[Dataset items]
┄┄┄┄┄┄
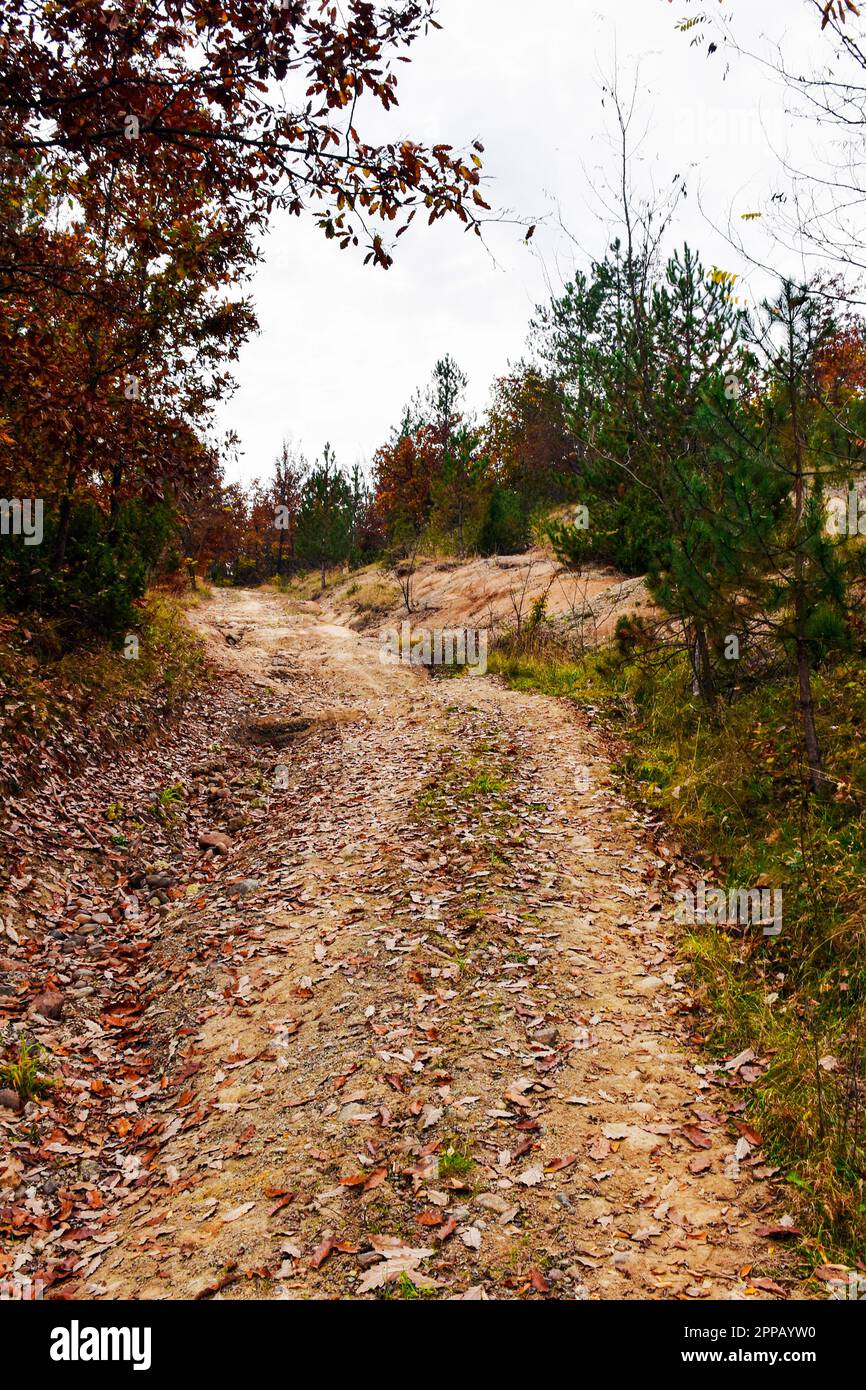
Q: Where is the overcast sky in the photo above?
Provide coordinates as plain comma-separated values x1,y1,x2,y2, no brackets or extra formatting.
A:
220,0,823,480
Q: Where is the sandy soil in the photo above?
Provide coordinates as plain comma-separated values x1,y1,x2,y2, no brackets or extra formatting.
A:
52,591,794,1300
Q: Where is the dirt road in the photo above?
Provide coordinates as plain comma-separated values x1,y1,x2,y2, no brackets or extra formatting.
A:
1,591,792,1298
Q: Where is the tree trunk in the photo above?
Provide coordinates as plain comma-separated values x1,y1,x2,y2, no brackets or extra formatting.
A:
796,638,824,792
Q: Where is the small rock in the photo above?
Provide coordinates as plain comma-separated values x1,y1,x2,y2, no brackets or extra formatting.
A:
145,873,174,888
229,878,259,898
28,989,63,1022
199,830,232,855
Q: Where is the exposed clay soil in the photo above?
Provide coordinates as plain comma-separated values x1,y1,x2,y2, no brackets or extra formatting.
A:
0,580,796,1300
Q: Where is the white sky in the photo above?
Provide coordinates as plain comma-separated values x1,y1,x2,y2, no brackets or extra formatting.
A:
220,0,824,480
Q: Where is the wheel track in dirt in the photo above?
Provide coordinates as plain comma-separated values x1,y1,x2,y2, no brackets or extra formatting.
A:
┄┄┄┄┄┄
**Set task**
Gather every line of the material above that contains the string "photo".

**Worked answer**
Q: Where is the overcast sky in the photo above?
Q: Where is the sandy soil in the photo above?
Q: Where is the dirt road in the photo above?
Q: Where is the tree trunk in the photo above?
Q: Where is the small rock in the photo above?
Q: Where is the exposed clay soil in the photo above?
Q: Where is the white sky in the photo above?
Q: Where is the wheel track in dirt in the photo above?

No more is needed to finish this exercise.